____ Provided information

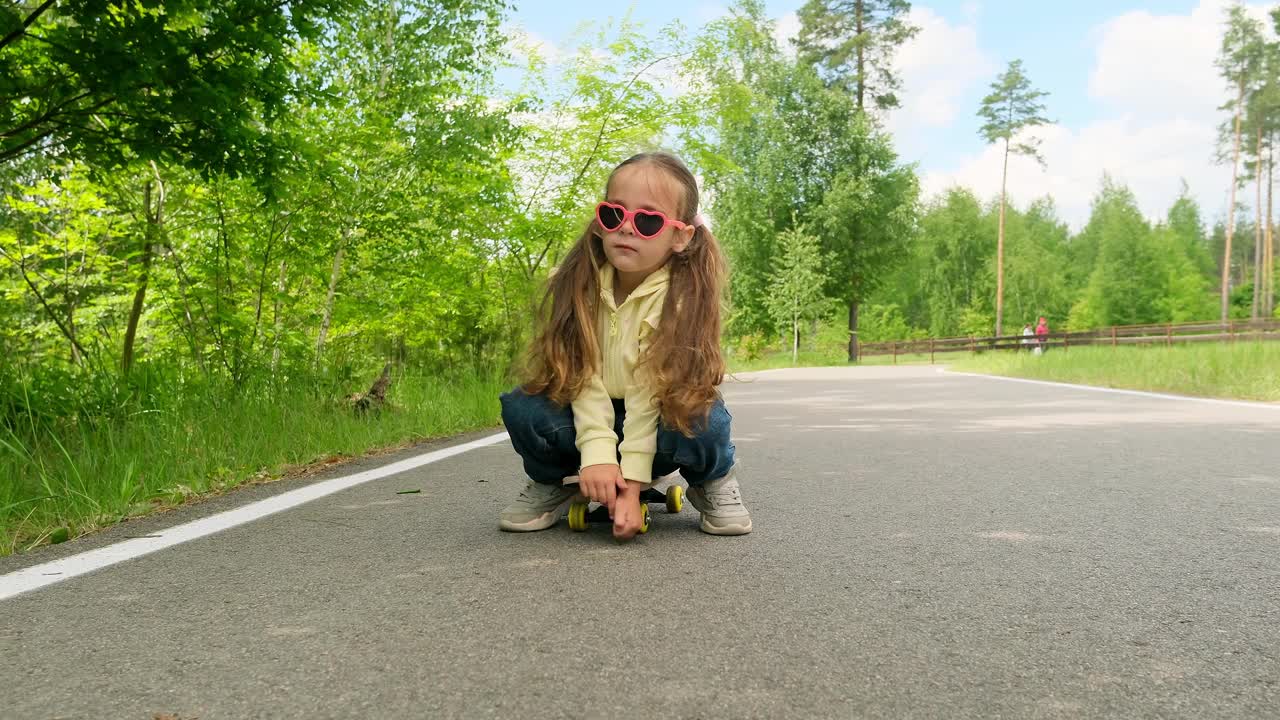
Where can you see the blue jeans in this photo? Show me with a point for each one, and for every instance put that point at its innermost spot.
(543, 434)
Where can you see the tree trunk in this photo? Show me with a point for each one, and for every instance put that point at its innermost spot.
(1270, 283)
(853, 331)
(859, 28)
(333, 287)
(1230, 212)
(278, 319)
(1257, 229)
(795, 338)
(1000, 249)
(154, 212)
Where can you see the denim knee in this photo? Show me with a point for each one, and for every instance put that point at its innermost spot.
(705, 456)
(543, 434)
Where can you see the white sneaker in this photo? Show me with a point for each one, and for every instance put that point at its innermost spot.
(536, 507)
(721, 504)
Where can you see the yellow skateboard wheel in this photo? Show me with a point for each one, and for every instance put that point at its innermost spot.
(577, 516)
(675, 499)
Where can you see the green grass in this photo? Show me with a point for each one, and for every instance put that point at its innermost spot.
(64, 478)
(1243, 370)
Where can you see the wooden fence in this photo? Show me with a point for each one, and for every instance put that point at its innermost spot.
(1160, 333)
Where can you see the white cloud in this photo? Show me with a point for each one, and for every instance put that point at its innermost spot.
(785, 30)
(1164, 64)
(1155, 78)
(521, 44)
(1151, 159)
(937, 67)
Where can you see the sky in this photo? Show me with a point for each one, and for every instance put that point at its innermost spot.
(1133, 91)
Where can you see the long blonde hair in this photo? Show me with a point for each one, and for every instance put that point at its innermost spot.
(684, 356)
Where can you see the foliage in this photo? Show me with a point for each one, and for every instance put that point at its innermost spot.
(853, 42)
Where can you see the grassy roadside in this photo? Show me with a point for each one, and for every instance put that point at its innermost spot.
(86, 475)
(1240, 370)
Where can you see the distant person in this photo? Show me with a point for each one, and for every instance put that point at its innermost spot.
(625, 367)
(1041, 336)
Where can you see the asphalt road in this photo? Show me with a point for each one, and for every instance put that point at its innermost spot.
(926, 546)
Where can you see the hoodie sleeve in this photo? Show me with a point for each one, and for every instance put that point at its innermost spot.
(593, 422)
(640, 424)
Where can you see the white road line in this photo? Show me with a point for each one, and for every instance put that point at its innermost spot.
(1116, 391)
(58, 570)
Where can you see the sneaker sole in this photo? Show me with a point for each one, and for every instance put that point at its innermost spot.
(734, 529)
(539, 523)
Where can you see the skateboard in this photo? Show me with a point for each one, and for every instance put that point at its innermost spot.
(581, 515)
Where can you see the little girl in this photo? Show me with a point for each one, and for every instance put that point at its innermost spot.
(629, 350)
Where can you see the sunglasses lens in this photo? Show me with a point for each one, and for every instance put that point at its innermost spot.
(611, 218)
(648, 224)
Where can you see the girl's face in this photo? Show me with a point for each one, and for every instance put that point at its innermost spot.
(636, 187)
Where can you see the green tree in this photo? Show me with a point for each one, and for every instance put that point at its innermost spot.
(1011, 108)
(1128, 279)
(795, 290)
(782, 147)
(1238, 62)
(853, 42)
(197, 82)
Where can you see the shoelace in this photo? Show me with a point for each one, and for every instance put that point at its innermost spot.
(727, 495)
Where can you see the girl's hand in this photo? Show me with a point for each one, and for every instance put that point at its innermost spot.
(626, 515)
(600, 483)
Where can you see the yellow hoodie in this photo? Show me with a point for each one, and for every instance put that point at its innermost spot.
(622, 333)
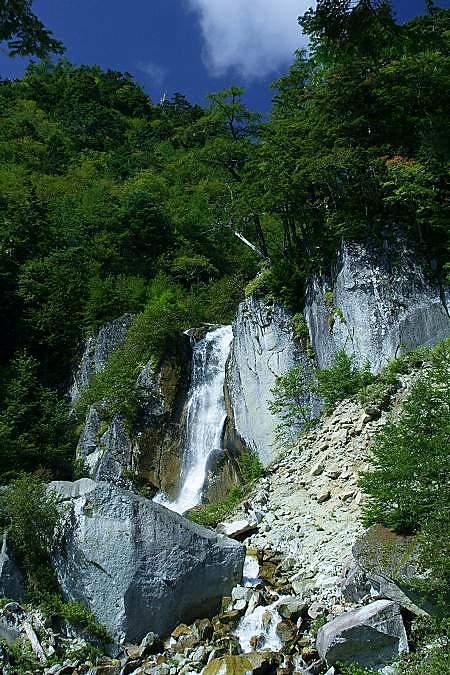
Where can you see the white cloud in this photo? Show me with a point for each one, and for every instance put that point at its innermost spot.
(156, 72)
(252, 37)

________

▶ [Instruction]: Write out all of the lines above as a numbered list, leaving out any blank lines, and do not include the pictures in your answer.

▶ [Written answer]:
1. Where can you see the blue jeans in this photo? Show me with a point for each one, and for every instance put that point at its innermost spot.
2. (543, 434)
3. Where can you see the tree trunk in this photo? Show me with a point for each one, and for every instance put that point at its innermost spot.
4. (1270, 283)
5. (853, 331)
6. (859, 28)
7. (333, 287)
8. (1230, 212)
9. (278, 319)
10. (1257, 229)
11. (795, 338)
12. (1000, 249)
13. (154, 212)
14. Where can you see the denim knee in this photo? Show me with a point for each one, and for every instance put that point at its innermost spot.
15. (705, 456)
16. (543, 434)
17. Where can you see the white sneaker in this photo? Show me with a point for each one, and for every instance put that point at its innermost spot.
18. (536, 507)
19. (721, 504)
20. Where can you see the yellow skateboard wheel in this photo? Show me with a point for each one, and for every instance put that point at its innermost spot.
21. (577, 516)
22. (675, 499)
23. Where can you see the green grass in this photo? Show me with a point for each one, and for every instance put that point at its innermost spot.
24. (64, 478)
25. (1243, 370)
26. Where can you see the wooden fence in this photo? Show me with a point for each one, and for every instance put that point at its innermost spot.
27. (1160, 333)
28. Where can you see the white cloud in this photo? Show me with a point for each one, and for every instance put that point at its innermost spot.
29. (785, 30)
30. (1164, 64)
31. (1155, 78)
32. (521, 44)
33. (1151, 159)
34. (937, 67)
35. Where can you see the sky in this photo? Show me with a point for each one, and for every instance put that point at its innermost spot.
36. (1133, 91)
37. Where can you see the long blonde hair in this photo? Show me with a point for each one, and for every instance put that point at its innermost spot.
38. (684, 356)
39. Where can you see the foliage in this photo? Show me with a point for each one, and for every instance put that point at its innermost spot.
40. (853, 42)
41. Where can you see the grassy roadside in this photo? Show me with a point for each one, and for every instance put that point at its innermost spot.
42. (86, 475)
43. (1240, 370)
44. Where can you see the distant person in this photo? Show me with a point for each one, and for every instance put that point at its innermost spot.
45. (625, 367)
46. (1041, 336)
47. Where can you see the asphalt road in this photo? Show me with a point for each one, and for every instance put that point at its innermost spot.
48. (926, 546)
49. Where can you see the hoodie sleeve in this photo? Show me with a point for each one, and for every instance put that point at its innermost spot.
50. (593, 422)
51. (640, 424)
52. Where can you see the white road line in this photo? Show me with a point for each one, and for every instance put that point at its innermost spot.
53. (1116, 391)
54. (58, 570)
55. Where can you see the sneaker sole in this photo? Show me with a point for each one, and for every instance put that point at its innermost spot.
56. (734, 529)
57. (539, 523)
58. Where can you see the skateboard in this photo? Show me with a point for each one, and for every instance put that point at its innermost spot.
59. (581, 515)
60. Where can you see the little girl in this photo? Show me with a point for each one, and for every instance put that point at its innermost spot.
61. (629, 350)
62. Where can you see the sunglasses lens in this photo? Show me with a point for each one, and for every instance put that point at its innermost spot.
63. (611, 218)
64. (648, 224)
65. Where can you see the girl's face in this photo? Show me with a point for each one, and for every instance put that point at its innermost spot.
66. (636, 187)
67. Where can you see the green tree in this photo? Show me with a point for each one, and for every instance put that point at its innermost spot.
68. (1011, 108)
69. (1128, 279)
70. (795, 290)
71. (782, 147)
72. (1238, 62)
73. (853, 42)
74. (197, 82)
75. Where can you see the shoelace in this photo? Show me with a point for each one, and for every instance put that point at its innermost spot.
76. (727, 495)
77. Where can you see the girl's hand in this photo? Show me with a point for each one, and for every instance put that point at its innermost spot.
78. (626, 515)
79. (600, 483)
80. Where can you see the yellow hoodie in this photo? Show me with a point for each one, and for every instance put that point at its innermost spot.
81. (622, 333)
82. Where can you see the white cloud in this photo? Show me with a point for each one, and for every instance put that point at its innermost spot.
83. (156, 72)
84. (252, 37)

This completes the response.